Excerpt to read:
════════════════════

After the destruction of the Lamps, the Valar wage war on Melkor, destroying Utumno and imprisoning him for three ages. This purges much of the evil from the world and  prepares the way for the peak of Valinorian civilization and the coming of the Elves. The Two Trees restore illumination with a living light so beautiful and hallowed that it aestheticizes experience. This is the Noontide of Valinor - the zenith of a society of gods and spirits freed of the embodiment of evil. But not really.


















Frédéric Bennett, Telperion Goes to Sleep, Laurelin Awakes
Golden Telperion and Silver Laurelin alternate casting the world in light. The change-over period was a magical time when gold and silver mingled.


Consider Valinor under the Trees. The Two Lamps lit the entire world - we don't get the sense that there is a metaphysical difference between the land masses of Arda. But if the Legendarium is to be applicable to our world, it has to reflect an ontology where the abstract and materially are different. Connected, but not in directly visible ways. The Quenta Silmarillion begins the process of dividing Arda into something closer to a physical and a spiritual reality.



The Two Trees of Valinor

In the sub-creation, "real" narrative things are applicable to clarified metaphysical insights, so the division is shown physically in the fantasy world. Valinor is lit by the Trees, but surrounded by fortified mountains that block the light from reaching Middle Earth. Middle Earth is separated by by a wide ocean and terrible wasteland of ice - a vast, twilight wilderness lit only by the stars. And even though Melkor was captive, evil was present here, if quiescent. 

Melkor's Maia lieutenant Sauron secretly maintains his secondary fortress - Angband - that wasn't destroyed when the Valar came for him. The Valar are fixated on their Tree-lit paradise and ignore Middle Earth except for the hunter Oromë who journeys them to kill creatures spawned by Melkor. 









We can see the outline of a metaphysical division in the emerging split between Valinor and Middle Earth. A star-lit wilderness marred by evil sums up Tolkien's vision of the material world. Breathtaking haunting beauty that inspires the deepest passions and inevitable ends with decline and death. From this angle, immortal lands of exquisite beauty hallowed by embodied abstractions hint at the spiritual and creative potentials of our higher nature.



Kip Rasmussen, Orome Discovers the Lords of the Elves

The divide sharpens when the Elves - the first Children of Iluvatar - awaken under the stars in Middle Earth. After Oromë discovers them, the Valar decide to bring them to Valinor to live among them in lives of safety and splendor. 

Tolkien makes it evident that they do feel a pull to the Undying Lands. Immortal themselves, and close personally to the Valar, it is clear that this is where they "belong". But they are also understandably attached to the wild starlit beauty of the world they awoke in, and many don't answer the Valar's call.

════════════════════

Actions to take:
1. List every named place or land mentioned in the essay on Valinor.
2. Return the passage of the essay on Valinor from "Frédéric Bennett, Telperion" to "a spiritual reality.".
3. According to the essay on Valinor, how long do the Valar imprison Melkor?

Location labeling records:
════════════════════

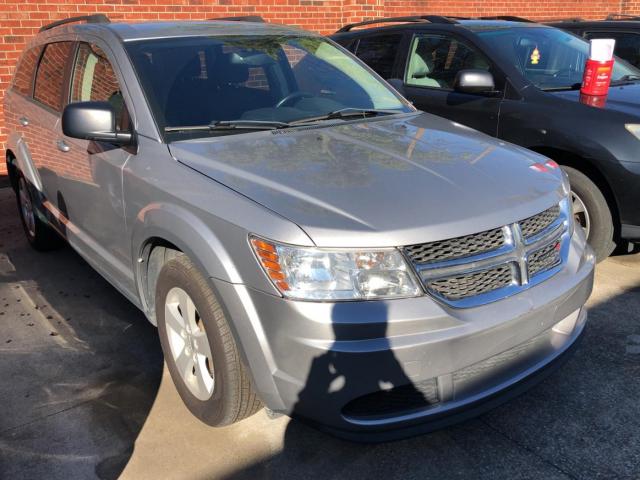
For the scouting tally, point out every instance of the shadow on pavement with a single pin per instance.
(78, 403)
(583, 422)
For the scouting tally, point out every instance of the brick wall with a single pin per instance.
(20, 19)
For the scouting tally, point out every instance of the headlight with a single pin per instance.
(566, 186)
(634, 129)
(330, 274)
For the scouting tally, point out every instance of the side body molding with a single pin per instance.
(23, 160)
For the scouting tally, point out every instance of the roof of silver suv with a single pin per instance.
(150, 30)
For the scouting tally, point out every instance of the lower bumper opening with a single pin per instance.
(395, 401)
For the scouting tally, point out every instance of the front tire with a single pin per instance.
(592, 213)
(201, 354)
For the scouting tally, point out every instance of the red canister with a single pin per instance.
(597, 77)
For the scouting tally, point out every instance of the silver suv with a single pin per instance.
(303, 238)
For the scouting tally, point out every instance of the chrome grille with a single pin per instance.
(456, 247)
(471, 284)
(536, 224)
(544, 259)
(480, 268)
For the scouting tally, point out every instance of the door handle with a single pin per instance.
(63, 146)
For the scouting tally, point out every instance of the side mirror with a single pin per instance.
(397, 84)
(93, 121)
(474, 81)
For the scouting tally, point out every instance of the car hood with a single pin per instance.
(383, 182)
(624, 99)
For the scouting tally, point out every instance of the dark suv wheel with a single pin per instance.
(591, 212)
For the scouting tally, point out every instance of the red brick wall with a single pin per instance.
(20, 19)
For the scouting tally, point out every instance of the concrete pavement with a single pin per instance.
(84, 395)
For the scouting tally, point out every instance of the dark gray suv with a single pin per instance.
(303, 238)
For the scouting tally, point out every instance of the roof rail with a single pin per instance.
(621, 16)
(411, 19)
(508, 18)
(571, 19)
(248, 18)
(96, 18)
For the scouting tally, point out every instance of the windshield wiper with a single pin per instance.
(348, 112)
(231, 125)
(626, 79)
(575, 86)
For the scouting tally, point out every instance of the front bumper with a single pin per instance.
(386, 369)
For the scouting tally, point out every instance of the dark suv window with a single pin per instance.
(627, 44)
(379, 53)
(435, 60)
(93, 80)
(50, 75)
(23, 79)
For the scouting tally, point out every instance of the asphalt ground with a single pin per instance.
(84, 394)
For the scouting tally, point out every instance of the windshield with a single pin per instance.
(549, 58)
(247, 80)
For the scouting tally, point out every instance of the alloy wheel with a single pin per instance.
(189, 344)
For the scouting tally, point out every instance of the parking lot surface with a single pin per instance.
(85, 395)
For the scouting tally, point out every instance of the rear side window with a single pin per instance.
(94, 80)
(379, 53)
(50, 75)
(23, 78)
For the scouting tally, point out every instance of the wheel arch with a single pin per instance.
(12, 169)
(168, 230)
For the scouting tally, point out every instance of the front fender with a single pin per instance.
(187, 232)
(23, 160)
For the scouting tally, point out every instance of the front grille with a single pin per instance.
(536, 224)
(395, 401)
(459, 269)
(454, 248)
(545, 258)
(472, 284)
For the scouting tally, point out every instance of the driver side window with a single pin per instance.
(435, 60)
(95, 81)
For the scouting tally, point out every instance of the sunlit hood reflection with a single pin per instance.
(400, 180)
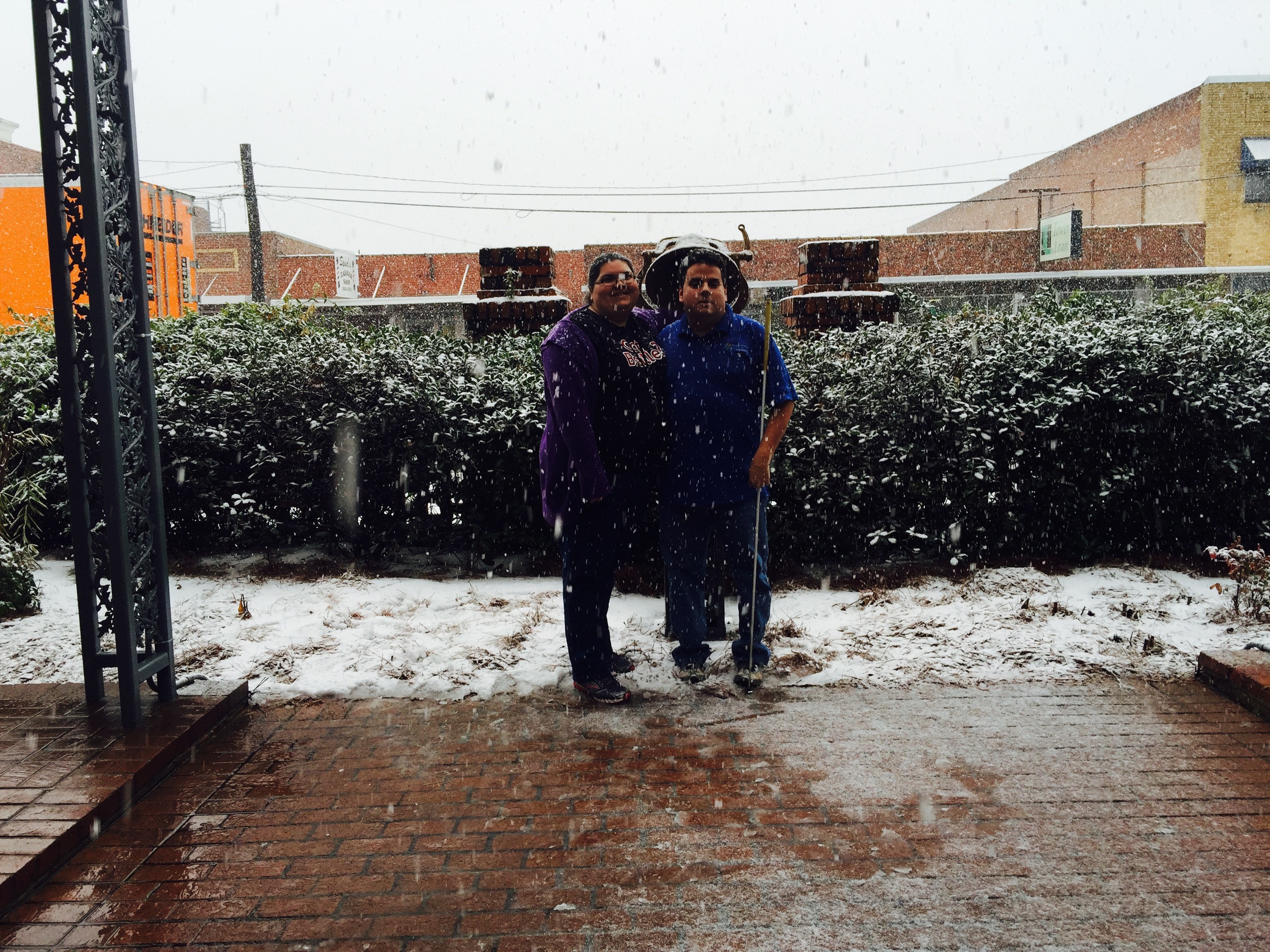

════════════════════

Task-by-task outputs:
1. Utumno, Valinor, Arda, Middle Earth, Angband, the Undying Lands

2.
Frédéric Bennett, Telperion Goes to Sleep, Laurelin Awakes
Golden Telperion and Silver Laurelin alternate casting the world in light. The change-over period was a magical time when gold and silver mingled.


Consider Valinor under the Trees. The Two Lamps lit the entire world - we don't get the sense that there is a metaphysical difference between the land masses of Arda. But if the Legendarium is to be applicable to our world, it has to reflect an ontology where the abstract and materially are different. Connected, but not in directly visible ways. The Quenta Silmarillion begins the process of dividing Arda into something closer to a physical and a spiritual reality.

3. Three ages.